• Problem description
From the listing below, pick out each line containing the string "mouth" and copy it. Uppercase and lowercase letters must match.
---------- Source records ----------
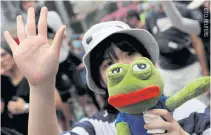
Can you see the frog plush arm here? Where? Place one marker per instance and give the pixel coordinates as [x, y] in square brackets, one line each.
[123, 128]
[192, 90]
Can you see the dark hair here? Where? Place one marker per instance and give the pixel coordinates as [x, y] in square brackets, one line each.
[105, 49]
[133, 13]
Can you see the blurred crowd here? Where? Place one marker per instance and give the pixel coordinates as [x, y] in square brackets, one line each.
[183, 57]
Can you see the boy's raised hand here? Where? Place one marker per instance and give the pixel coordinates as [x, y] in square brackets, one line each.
[35, 58]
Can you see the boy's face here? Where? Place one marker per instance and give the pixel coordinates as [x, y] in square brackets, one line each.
[122, 57]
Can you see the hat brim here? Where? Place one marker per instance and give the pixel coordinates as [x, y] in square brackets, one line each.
[141, 35]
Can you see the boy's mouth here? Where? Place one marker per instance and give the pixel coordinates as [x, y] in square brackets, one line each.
[122, 100]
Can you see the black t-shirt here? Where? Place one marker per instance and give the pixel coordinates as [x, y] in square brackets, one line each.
[68, 75]
[173, 44]
[205, 32]
[8, 92]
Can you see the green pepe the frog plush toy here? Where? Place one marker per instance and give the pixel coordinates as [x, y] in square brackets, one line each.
[138, 87]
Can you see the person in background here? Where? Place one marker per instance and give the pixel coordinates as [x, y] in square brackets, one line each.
[15, 93]
[118, 43]
[134, 20]
[200, 25]
[177, 57]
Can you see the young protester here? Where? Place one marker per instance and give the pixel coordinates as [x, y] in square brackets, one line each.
[105, 44]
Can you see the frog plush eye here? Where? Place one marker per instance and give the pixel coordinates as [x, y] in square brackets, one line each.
[142, 70]
[140, 67]
[116, 71]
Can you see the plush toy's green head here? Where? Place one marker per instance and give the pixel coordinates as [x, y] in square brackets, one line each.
[134, 88]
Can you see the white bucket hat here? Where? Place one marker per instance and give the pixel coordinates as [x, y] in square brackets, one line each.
[101, 31]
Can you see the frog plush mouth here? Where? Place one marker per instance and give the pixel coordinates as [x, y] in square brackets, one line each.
[122, 100]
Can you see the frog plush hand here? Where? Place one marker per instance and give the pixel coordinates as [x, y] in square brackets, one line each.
[137, 87]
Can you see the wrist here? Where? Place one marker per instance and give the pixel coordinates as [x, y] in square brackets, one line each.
[183, 132]
[26, 107]
[46, 85]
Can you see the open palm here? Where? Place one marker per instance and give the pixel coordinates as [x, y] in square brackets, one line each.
[36, 59]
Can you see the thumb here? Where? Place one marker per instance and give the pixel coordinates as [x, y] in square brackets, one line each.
[57, 42]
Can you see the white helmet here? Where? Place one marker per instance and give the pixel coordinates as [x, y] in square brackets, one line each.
[101, 31]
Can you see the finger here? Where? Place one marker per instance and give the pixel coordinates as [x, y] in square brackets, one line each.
[162, 112]
[57, 42]
[20, 28]
[42, 24]
[30, 24]
[10, 41]
[158, 125]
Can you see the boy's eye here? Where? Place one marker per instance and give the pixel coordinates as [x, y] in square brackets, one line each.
[116, 71]
[130, 53]
[106, 65]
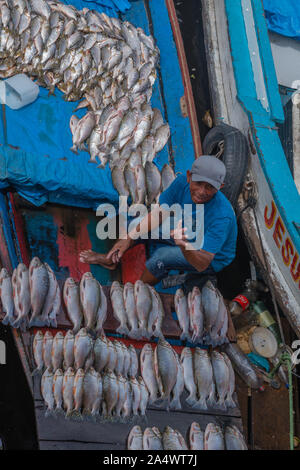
----------
• Final result
Can you see the boy's mouth here? Where? Place one marker per instance and give the pixel coordinates as [x, y] in square brackets, one line each.
Can you see the frog plush mouth here? Where? Place one marker per instance and give the pixel coordinates as [x, y] in square brackets, one line each.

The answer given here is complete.